## Request
Gather every row below that contains the word "pole", and copy each such row in full.
Start of Material supplied
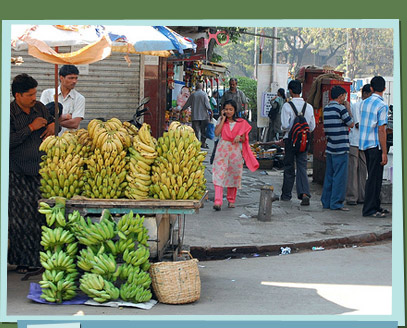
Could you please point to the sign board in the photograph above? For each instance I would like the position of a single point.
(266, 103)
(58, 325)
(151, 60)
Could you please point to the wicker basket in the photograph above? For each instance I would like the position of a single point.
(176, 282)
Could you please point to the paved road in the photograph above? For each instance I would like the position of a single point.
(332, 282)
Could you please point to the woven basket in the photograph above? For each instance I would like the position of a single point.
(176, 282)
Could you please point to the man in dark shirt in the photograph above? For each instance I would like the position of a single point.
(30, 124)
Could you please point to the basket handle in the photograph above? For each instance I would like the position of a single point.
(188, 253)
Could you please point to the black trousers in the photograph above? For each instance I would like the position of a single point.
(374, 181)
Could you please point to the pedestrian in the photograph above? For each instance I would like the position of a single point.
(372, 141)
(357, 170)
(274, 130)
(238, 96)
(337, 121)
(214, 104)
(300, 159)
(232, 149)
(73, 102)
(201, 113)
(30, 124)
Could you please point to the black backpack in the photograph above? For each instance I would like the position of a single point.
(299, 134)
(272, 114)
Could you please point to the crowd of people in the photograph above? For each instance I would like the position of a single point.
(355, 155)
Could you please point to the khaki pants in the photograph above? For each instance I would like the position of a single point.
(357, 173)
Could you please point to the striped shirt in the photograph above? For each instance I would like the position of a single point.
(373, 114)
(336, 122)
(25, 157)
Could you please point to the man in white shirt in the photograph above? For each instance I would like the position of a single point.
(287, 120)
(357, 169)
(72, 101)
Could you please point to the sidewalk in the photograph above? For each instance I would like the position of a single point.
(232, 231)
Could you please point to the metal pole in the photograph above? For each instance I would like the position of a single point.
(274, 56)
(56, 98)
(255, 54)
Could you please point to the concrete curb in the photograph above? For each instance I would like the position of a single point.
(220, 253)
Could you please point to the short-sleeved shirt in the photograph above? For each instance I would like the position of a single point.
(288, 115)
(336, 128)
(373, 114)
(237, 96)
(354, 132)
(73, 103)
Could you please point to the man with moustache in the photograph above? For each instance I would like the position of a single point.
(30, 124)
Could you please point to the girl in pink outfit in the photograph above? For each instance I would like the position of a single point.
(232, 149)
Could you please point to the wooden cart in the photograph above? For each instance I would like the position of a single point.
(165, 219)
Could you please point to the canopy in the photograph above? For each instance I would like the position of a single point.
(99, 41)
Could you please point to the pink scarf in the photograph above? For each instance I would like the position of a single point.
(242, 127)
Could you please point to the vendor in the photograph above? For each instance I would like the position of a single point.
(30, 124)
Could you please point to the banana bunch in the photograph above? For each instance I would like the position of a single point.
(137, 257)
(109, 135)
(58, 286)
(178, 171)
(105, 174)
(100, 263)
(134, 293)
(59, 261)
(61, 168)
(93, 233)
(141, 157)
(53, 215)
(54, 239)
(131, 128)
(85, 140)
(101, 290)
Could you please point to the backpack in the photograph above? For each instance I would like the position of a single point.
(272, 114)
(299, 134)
End of Material supplied
Start of Material supplied
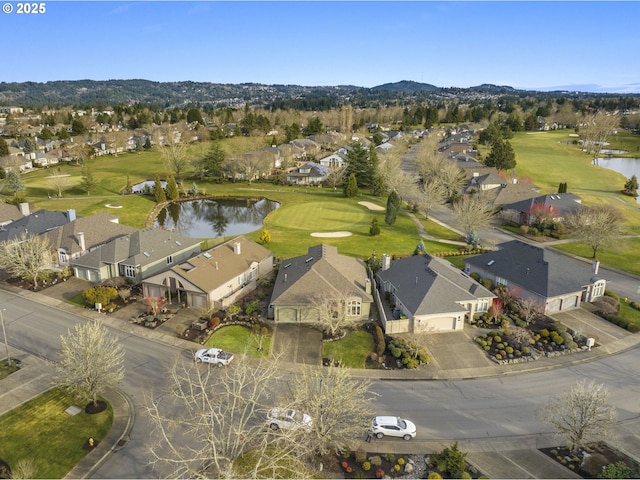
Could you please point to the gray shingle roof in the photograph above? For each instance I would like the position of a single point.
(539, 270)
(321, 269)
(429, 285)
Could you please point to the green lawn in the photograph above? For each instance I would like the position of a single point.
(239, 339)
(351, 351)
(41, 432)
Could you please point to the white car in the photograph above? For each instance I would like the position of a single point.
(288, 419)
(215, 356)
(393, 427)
End of Material supplied
Start of Material supplied
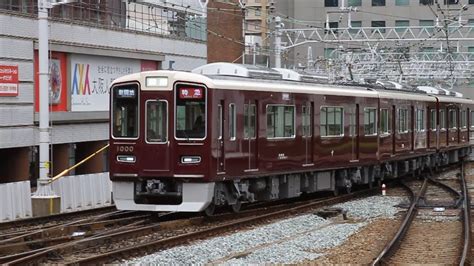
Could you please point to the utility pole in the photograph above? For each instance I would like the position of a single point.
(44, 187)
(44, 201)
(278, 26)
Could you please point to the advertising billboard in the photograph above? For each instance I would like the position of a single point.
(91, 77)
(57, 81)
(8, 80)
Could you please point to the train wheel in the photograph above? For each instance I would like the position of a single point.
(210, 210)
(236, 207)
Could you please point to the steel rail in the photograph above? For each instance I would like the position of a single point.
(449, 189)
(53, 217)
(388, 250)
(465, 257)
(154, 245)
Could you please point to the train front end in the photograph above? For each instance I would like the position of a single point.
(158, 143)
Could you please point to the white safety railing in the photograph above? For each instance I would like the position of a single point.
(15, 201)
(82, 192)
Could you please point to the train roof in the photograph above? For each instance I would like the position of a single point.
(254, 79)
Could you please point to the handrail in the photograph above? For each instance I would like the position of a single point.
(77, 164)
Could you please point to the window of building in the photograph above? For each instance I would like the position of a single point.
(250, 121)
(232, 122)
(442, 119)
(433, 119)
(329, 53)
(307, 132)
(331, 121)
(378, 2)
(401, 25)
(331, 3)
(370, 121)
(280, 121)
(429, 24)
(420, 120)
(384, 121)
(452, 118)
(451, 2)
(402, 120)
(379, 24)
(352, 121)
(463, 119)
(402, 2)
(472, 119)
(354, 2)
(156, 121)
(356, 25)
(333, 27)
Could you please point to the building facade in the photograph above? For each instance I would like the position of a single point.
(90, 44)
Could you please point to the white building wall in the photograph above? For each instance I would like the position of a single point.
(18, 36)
End of Material supplied
## Written answer
Could you please point to the metal pole in the photograph above? For each instance I would like the position of a single point.
Could you please point to the utility pole in the photograph above? For each instance I would like the position of a single point.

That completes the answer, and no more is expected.